- **TEXT**:
[LYING vbl. sb.1 1 c. See LIE v.1 23.] The being in childbed; accouchement.
c. 1440. Promp. Parv., 305/2. Lyynge yn, of childe bedde, decubie.
1580. Hollyband, Treas. Fr. Tong, Gesine, a lying in.
1698. Froger, Voy., 126. The women have good Lyings-in and the children are lusty.
176874. Tucker, Lt. Nat. (1834), I. 93. Those cushions your gossips stick with pins in hearts, lozenges, and various forms, against a lying-in.
1842. L. Hunt, Men, Women, & B. (1847), I. 342. The Queen talked to me [Madame de Sévigné] as long about my illness as if it had been a lying-in.
b. attrib., as lying-in-asylum, -chamber etc.
1770. Hewson, in Phil. Trans., LX. 412. The British Lying-in-Hospital.
1799. Med. Jrnl., II. 190. A lying-in ward has been lately established.
1838. Dickens, O. Twist, xxxvii. The lying-in room, I suppose? said Mr. Bumble.

- **RECORDED DATA**:

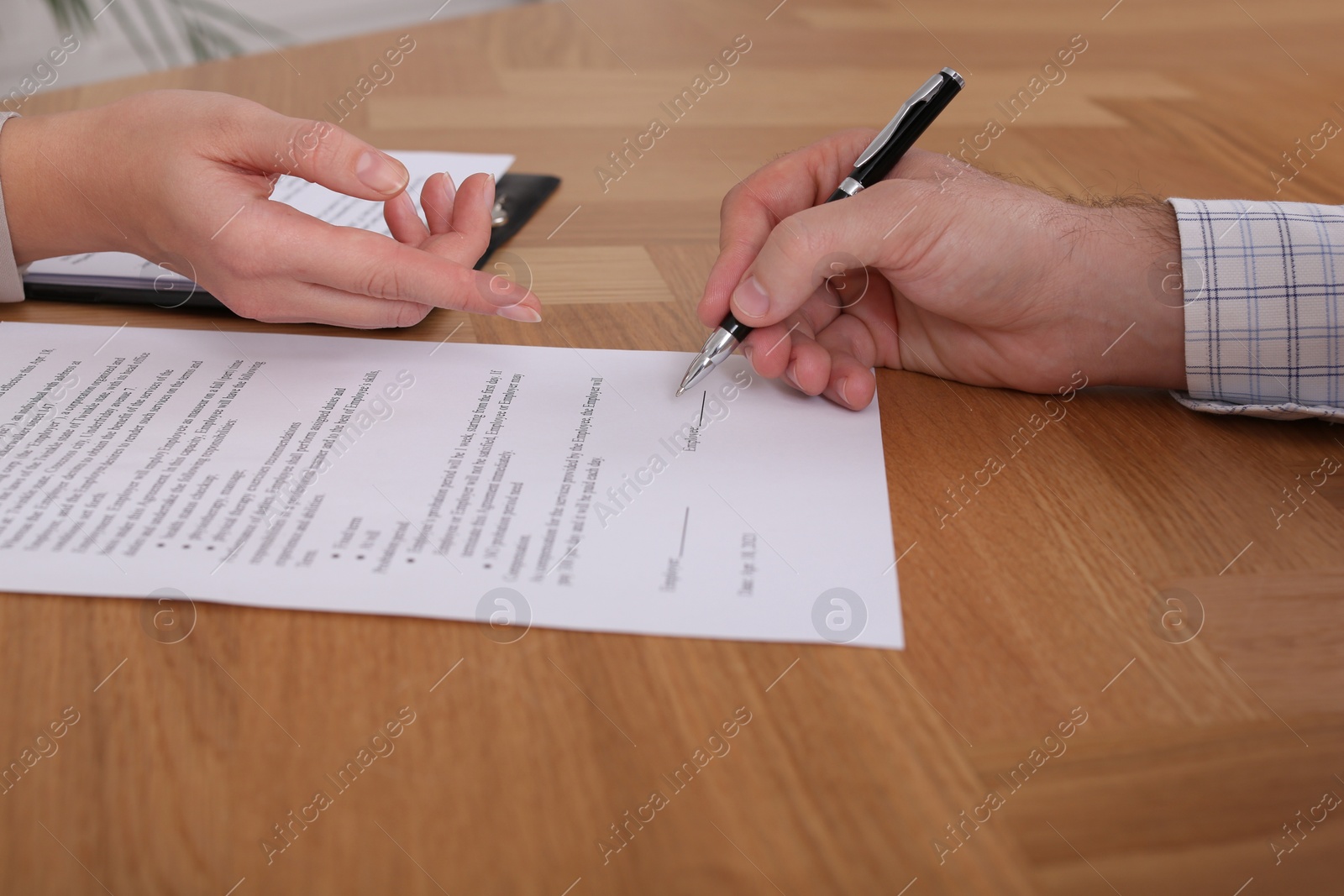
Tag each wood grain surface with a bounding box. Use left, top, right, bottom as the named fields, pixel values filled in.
left=0, top=0, right=1344, bottom=896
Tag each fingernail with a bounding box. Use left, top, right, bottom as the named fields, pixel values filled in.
left=495, top=305, right=542, bottom=324
left=354, top=149, right=410, bottom=196
left=732, top=277, right=770, bottom=326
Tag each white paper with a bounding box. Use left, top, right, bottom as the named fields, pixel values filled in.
left=23, top=150, right=513, bottom=291
left=0, top=322, right=903, bottom=647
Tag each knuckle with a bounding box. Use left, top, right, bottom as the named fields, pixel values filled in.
left=771, top=215, right=818, bottom=265
left=392, top=302, right=430, bottom=327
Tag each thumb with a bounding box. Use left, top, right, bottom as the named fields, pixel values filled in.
left=730, top=180, right=926, bottom=327
left=225, top=105, right=410, bottom=202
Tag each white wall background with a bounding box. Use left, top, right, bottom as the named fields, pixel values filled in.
left=0, top=0, right=528, bottom=97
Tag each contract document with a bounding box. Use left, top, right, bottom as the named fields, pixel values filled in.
left=23, top=150, right=513, bottom=293
left=0, top=322, right=903, bottom=647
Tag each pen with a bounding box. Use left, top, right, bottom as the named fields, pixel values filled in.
left=676, top=69, right=966, bottom=395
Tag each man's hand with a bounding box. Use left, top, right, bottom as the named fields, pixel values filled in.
left=699, top=130, right=1185, bottom=408
left=0, top=90, right=540, bottom=327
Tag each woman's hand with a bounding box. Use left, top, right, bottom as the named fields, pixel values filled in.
left=0, top=90, right=540, bottom=327
left=699, top=130, right=1185, bottom=408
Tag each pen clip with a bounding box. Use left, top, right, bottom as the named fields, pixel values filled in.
left=853, top=71, right=943, bottom=168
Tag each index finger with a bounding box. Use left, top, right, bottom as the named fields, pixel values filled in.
left=239, top=203, right=542, bottom=322
left=696, top=128, right=876, bottom=327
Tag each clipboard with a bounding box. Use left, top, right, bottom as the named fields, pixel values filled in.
left=23, top=172, right=560, bottom=313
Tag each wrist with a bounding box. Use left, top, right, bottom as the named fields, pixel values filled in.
left=1058, top=203, right=1185, bottom=390
left=0, top=112, right=129, bottom=265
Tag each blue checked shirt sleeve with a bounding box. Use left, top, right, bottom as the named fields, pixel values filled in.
left=1169, top=199, right=1344, bottom=421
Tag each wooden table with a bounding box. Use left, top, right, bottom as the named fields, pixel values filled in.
left=0, top=0, right=1344, bottom=896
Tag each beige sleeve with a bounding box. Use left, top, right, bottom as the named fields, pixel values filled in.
left=0, top=112, right=27, bottom=302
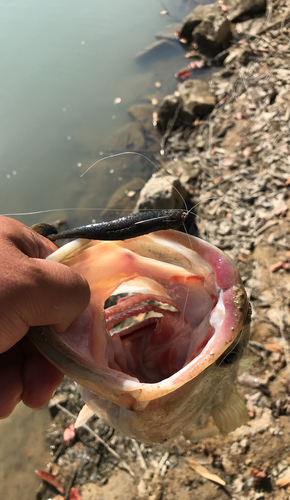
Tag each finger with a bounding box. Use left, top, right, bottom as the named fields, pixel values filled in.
left=1, top=217, right=58, bottom=259
left=0, top=365, right=23, bottom=418
left=23, top=259, right=90, bottom=331
left=22, top=353, right=63, bottom=410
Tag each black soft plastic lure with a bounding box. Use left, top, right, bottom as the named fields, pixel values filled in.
left=32, top=209, right=188, bottom=241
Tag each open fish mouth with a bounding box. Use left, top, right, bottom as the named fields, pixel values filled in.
left=30, top=230, right=248, bottom=441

- **ACTIVITY**: Continue the dictionary entry on "lying-in" after its last quotation.

- **TASK RESULT**:
1887. Brit. Med. Jrnl., 21 May, 1101/1. Such sanitation might be of service in lying-in institutions.
1895. Daily News, 9 Dec., 3/7. A system of registration of all lying-in houses.
1899. Allbutts Syst. Med., VII. 797. Statistics of lying-in hospitals show that [etc.].
So Lying-in ppl. a., that is in childbed.
17101. Swift, Jrnl. to Stella, 23 March. I saw his lady sitting in the bed, in the forms of a lying in woman.
1824. Miss Mitford, Village, Ser. I. 174. The sick, the delicate, the lying-in.
1889. J. M. Duncan, Lect. Dis. Women, xxii. (ed. 4), 189. In lying-in or recently delivered women.